> [Work to complete]: Filter the entries below, copying every line that contains the word "kitten".

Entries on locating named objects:
'''

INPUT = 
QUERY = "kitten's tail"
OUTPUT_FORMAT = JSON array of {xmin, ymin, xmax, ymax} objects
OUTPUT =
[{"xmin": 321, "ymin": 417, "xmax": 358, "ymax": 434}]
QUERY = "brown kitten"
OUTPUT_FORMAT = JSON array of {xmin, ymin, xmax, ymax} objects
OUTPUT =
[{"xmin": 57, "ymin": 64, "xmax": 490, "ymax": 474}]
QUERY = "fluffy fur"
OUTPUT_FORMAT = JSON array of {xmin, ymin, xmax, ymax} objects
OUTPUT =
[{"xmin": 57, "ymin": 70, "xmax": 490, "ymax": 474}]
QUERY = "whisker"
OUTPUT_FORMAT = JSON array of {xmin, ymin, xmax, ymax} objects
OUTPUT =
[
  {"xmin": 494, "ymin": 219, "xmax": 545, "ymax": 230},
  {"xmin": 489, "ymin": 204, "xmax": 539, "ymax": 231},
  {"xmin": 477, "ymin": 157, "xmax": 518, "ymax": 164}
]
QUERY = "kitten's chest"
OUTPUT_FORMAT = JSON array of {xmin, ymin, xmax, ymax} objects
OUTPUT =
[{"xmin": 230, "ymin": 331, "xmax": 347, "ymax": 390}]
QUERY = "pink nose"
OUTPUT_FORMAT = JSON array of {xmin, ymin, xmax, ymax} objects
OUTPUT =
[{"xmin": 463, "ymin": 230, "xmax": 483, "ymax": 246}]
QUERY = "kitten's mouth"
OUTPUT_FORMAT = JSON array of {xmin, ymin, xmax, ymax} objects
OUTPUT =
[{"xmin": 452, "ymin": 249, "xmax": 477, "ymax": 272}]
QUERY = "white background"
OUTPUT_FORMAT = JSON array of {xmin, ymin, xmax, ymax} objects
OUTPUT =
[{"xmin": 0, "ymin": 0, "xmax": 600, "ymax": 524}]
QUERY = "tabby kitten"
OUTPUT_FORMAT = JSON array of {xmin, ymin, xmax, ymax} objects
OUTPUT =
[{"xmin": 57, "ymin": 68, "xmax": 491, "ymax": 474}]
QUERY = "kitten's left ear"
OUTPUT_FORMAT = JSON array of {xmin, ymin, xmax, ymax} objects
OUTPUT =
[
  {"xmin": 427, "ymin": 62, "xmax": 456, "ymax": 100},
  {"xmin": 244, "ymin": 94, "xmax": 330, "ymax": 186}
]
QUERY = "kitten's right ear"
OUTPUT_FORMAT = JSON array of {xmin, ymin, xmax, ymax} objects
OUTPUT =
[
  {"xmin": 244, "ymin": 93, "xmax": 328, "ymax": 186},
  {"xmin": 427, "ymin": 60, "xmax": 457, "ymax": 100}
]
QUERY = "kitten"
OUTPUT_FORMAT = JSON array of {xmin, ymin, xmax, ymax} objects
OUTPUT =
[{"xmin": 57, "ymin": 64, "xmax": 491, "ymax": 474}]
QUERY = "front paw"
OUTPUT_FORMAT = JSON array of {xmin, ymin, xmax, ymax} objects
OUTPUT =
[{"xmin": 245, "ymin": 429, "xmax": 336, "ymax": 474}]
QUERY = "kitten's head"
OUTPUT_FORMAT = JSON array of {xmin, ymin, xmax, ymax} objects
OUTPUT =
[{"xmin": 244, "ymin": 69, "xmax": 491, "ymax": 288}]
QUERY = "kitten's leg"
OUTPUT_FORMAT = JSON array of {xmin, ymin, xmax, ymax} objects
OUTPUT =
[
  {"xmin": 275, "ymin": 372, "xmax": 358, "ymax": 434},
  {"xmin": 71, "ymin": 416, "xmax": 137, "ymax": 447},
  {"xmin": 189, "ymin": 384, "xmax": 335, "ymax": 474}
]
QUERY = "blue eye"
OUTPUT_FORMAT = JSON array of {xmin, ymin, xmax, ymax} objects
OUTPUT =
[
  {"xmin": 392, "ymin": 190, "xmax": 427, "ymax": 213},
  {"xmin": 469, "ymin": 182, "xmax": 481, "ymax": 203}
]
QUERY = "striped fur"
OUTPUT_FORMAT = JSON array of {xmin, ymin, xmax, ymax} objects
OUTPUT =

'''

> [Exercise response]:
QUERY = "kitten's tail"
QUERY = "brown kitten"
QUERY = "kitten's chest"
QUERY = "kitten's mouth"
QUERY = "tabby kitten"
QUERY = "kitten's left ear"
QUERY = "kitten's right ear"
QUERY = "kitten"
QUERY = "kitten's head"
QUERY = "kitten's leg"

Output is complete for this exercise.